Transcribe each of the rows below word for word, without the pictures.

* Begin Material for this task *

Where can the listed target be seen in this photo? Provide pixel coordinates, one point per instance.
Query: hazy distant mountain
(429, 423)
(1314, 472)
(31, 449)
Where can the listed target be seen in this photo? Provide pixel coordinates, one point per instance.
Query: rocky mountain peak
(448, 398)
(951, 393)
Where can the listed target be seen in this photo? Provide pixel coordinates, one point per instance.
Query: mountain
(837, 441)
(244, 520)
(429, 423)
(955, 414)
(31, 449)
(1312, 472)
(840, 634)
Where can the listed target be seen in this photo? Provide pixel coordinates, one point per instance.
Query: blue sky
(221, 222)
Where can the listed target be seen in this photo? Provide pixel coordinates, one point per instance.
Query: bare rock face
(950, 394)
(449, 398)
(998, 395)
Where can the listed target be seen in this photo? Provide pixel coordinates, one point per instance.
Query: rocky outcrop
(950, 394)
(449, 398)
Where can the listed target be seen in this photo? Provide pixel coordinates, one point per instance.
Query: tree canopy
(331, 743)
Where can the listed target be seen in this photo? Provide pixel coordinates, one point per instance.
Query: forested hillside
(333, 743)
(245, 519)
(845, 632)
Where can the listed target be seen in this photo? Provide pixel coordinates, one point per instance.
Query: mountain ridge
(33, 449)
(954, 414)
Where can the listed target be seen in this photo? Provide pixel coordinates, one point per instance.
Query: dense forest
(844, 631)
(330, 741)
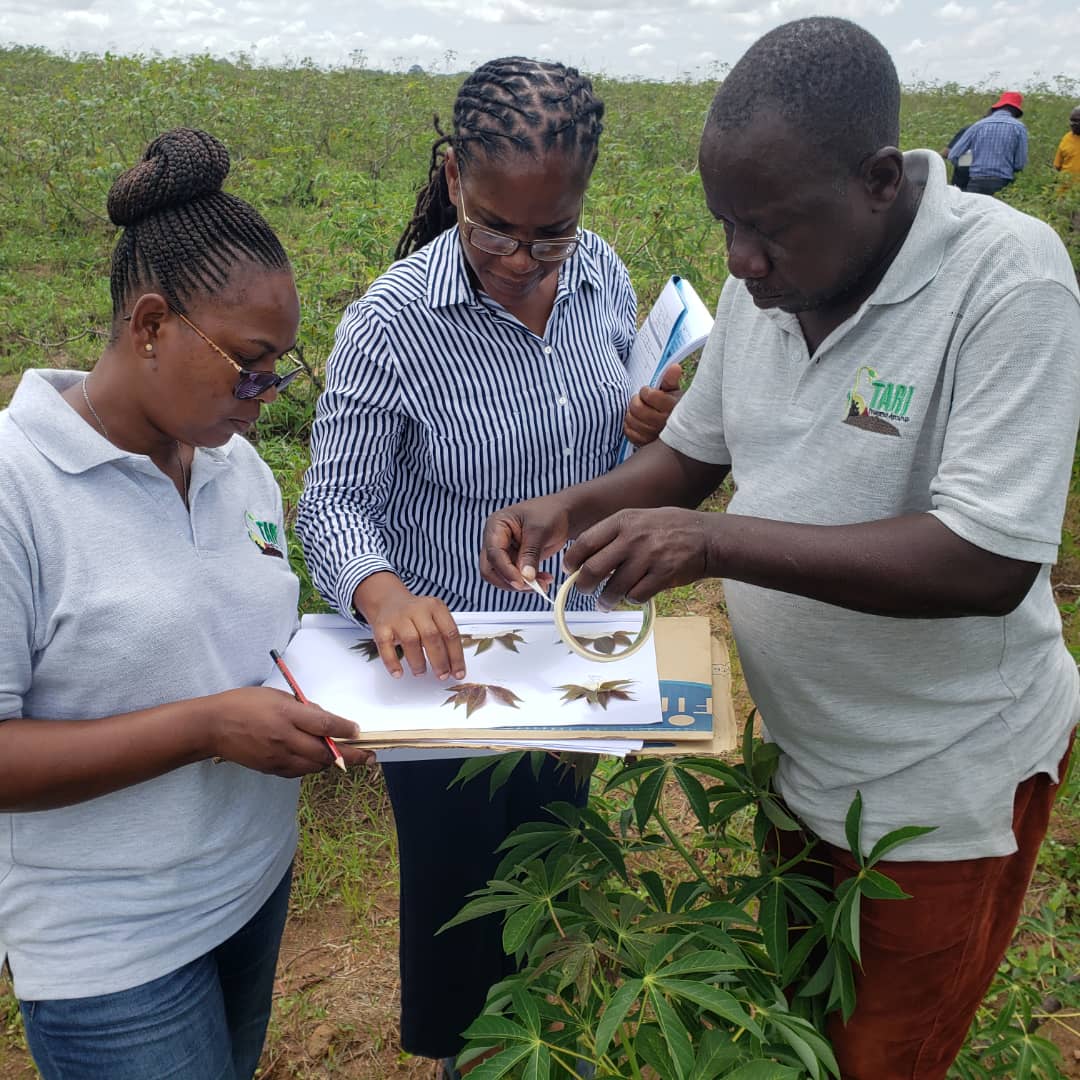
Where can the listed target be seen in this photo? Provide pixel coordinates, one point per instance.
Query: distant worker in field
(1067, 158)
(876, 387)
(961, 170)
(997, 145)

* End Material for this task *

» **Answer in full**
Where can the listed target be seen in this photo? Provide pixel coordinates, one point per instance.
Query: hazy distant mountain
(429, 423)
(1314, 472)
(31, 449)
Where can the listed target be seen in this photo? Provide pixel coordinates, one point per instance.
Query: rocky mountain peak
(448, 398)
(951, 393)
Where can the listed target be seen in this photo? Provide pixel coordinates, one point per instance.
Query: mountain
(837, 441)
(244, 520)
(429, 423)
(955, 414)
(31, 449)
(1312, 472)
(840, 634)
Where can the listed target be seen in this photo? Provide pixel coordinates, one point per instance.
Query: blue sky
(221, 222)
Where can the listed target be seen in this photo? Provide pixel coordinates, one point per instance.
Query: bare rock face
(950, 394)
(449, 398)
(998, 395)
Where can the listed target be seen in this photo? Provide pixel coordinates, one point per instance.
Query: rocky outcrop
(950, 394)
(449, 398)
Where can the listed target be seen in this photo? Provide pixel coordinates, one point per instance.
Query: tree canopy
(331, 743)
Where can the listed target be seen in this photo? Provide pixel coordinates, one point per instance.
Query: forested hillside
(333, 743)
(245, 519)
(845, 632)
Where can the listed target be seen in this photo? Provide pixel coordinates, one point per instance.
Query: mountain ridge
(33, 449)
(954, 414)
Where can the listed target be seen in this photo? Provide pixel coordinates, one point per instance.
Query: dense forest
(844, 631)
(330, 741)
Where can the listed target be seen in this photo? Provide pixel coordinates, one point per instance.
Query: distant worker in field
(1067, 158)
(876, 387)
(961, 170)
(997, 145)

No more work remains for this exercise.